Ela era tratada com respeito e reverência pelos membros do bando, que a
chamavam de “Dona Maria” ou “Maria do Capitão”.
Na
condição de esposa de Virgulino, Maria tinha direito a alguns luxos e regalias.
Ganhava joias, perfumes, vestidos de seda, luvas com estampas florais,
sandálias e botas de cano curto.
Maria
Bonita estava longe de ser uma donzela indefesa, entretanto. Era bem treinada
no uso de armas e andava sempre com seu Colt calibre 38 e com um punhal
estilizado de 32 cm, feito de prata, marfim e pedra ônix.
O fato
de ser alfabetizada permitiu que Maria desempenhasse um papel importante na
concepção das estratégias empregadas pelo bando. Ela exercia influência sobre
as decisões de Lampião. Sabia impor sua palavra quando julgava necessário e era
escutada com respeito.
A
presença de Maria Bonita no grupo foi algo tão impactante que, após ela, outras
mulheres também passaram a integrar os bandos armados — nomes como Adília,
Inacinha, Dulce, Sila, Cristina, entre outras. Muitas, entretanto, não tiveram
escolha: foram raptadas por cangaceiros e forçadas a permanecer no grupo. É o
caso, por exemplo, de Dadá, sequestrada e violentada por Corisco.

DADOS FORNECIDOS
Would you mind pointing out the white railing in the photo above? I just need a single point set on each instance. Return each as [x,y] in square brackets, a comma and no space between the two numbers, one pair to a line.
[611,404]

INSTRUÇÃO A
Copie o trecho sobre Maria Bonita, começando nas palavras "Ela era tratada" e parando depois de "e pedra ônix.".
INSTRUÇÃO B
Resuma o trecho sobre Maria Bonita em duas frases.
Os dados não têm relação com o trecho.

RESPOSTA FINAL A
Ela era tratada com respeito e reverência pelos membros do bando, que a
chamavam de “Dona Maria” ou “Maria do Capitão”.
Na
condição de esposa de Virgulino, Maria tinha direito a alguns luxos e regalias.
Ganhava joias, perfumes, vestidos de seda, luvas com estampas florais,
sandálias e botas de cano curto.
Maria
Bonita estava longe de ser uma donzela indefesa, entretanto. Era bem treinada
no uso de armas e andava sempre com seu Colt calibre 38 e com um punhal
estilizado de 32 cm, feito de prata, marfim e pedra ônix.

RESPOSTA FINAL B
Tratada com respeito pelo bando e cercada de luxos como esposa de Virgulino, Maria Bonita era bem treinada no uso de armas e, por ser alfabetizada, teve papel importante nas estratégias do grupo e influência sobre as decisões de Lampião. Depois dela, outras mulheres passaram a integrar os bandos armados, muitas raptadas e forçadas a permanecer, como Dadá, sequestrada e violentada por Corisco.